** RECORDS FOR THE EXERCISE **
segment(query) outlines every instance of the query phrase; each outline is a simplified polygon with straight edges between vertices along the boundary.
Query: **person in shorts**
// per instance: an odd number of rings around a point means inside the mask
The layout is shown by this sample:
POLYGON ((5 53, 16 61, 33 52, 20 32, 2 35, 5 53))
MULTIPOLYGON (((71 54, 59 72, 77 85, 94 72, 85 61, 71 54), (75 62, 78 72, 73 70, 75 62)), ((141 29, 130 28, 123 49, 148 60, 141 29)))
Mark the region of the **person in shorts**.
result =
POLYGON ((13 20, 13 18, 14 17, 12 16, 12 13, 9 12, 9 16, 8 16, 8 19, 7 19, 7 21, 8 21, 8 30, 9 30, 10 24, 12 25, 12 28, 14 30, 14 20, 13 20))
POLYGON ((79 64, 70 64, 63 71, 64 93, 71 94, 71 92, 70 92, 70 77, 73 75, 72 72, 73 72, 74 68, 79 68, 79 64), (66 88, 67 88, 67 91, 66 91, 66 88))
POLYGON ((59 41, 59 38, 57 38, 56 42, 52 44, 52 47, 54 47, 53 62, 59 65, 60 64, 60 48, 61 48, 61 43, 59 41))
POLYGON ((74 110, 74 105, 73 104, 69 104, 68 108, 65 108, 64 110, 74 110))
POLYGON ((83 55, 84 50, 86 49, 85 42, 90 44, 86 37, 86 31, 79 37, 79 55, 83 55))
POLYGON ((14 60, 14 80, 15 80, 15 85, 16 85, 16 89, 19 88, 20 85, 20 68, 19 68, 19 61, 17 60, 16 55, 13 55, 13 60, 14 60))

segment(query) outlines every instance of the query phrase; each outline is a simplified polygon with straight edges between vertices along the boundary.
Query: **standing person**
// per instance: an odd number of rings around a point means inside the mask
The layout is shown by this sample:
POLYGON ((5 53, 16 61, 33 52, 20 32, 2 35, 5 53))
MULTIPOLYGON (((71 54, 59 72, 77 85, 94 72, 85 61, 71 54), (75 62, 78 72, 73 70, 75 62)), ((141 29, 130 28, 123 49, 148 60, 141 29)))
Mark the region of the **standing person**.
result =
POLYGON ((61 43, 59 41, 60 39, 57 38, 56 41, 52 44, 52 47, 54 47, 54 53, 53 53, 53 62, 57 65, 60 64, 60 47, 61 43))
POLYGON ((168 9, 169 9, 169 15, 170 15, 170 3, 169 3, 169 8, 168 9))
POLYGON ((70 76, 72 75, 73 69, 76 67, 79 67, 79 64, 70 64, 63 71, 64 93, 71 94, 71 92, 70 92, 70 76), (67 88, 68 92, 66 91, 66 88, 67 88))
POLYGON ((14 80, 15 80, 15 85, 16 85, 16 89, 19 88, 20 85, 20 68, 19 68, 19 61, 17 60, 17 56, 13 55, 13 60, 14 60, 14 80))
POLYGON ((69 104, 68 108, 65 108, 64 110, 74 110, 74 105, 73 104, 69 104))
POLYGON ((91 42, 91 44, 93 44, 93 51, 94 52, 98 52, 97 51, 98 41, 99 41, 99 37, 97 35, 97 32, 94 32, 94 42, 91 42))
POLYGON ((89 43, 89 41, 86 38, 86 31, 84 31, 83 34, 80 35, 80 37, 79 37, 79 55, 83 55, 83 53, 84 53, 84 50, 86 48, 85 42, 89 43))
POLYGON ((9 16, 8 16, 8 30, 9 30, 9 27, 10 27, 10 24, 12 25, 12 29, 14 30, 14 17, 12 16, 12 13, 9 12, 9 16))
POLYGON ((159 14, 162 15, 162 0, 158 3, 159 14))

** EXERCISE **
In the records, from the start through the line containing "POLYGON ((14 60, 14", inclusive, replace "shorts" with "jeans" and give those lines again with everything else unchanged.

** REPLY **
segment(query) outlines every instance of the query phrase; each outline is a simplified polygon with straight edges between vertices along the boundary.
Query: **person in jeans**
// per instance: an odd number of rings around a point means inside the mask
The layout is shown by this sample:
POLYGON ((5 53, 16 61, 33 52, 20 32, 2 35, 5 53))
MULTIPOLYGON (((71 54, 59 72, 77 85, 94 72, 85 61, 71 54), (75 62, 78 72, 73 70, 75 62)), ((141 29, 130 28, 123 49, 148 60, 141 29)))
Mark the region of the **person in jeans**.
result =
POLYGON ((13 20, 13 18, 14 17, 12 16, 12 13, 9 12, 9 16, 8 16, 8 19, 7 19, 7 21, 8 21, 8 30, 9 30, 10 24, 12 25, 12 28, 14 30, 14 20, 13 20))
POLYGON ((79 64, 70 64, 63 71, 64 93, 71 94, 71 92, 70 92, 70 77, 73 75, 72 72, 73 72, 74 68, 79 68, 79 64), (66 88, 67 88, 67 91, 66 91, 66 88))
POLYGON ((59 41, 59 38, 57 38, 56 42, 52 44, 52 47, 54 47, 53 62, 59 65, 60 64, 60 48, 61 48, 61 43, 59 41))
POLYGON ((74 110, 74 105, 73 104, 69 104, 68 108, 65 108, 64 110, 74 110))
POLYGON ((83 55, 84 50, 86 49, 85 42, 90 44, 86 37, 86 31, 79 37, 79 55, 83 55))
POLYGON ((14 60, 14 80, 15 80, 15 85, 16 85, 16 89, 19 88, 20 85, 20 68, 19 68, 19 61, 17 60, 16 55, 13 55, 13 60, 14 60))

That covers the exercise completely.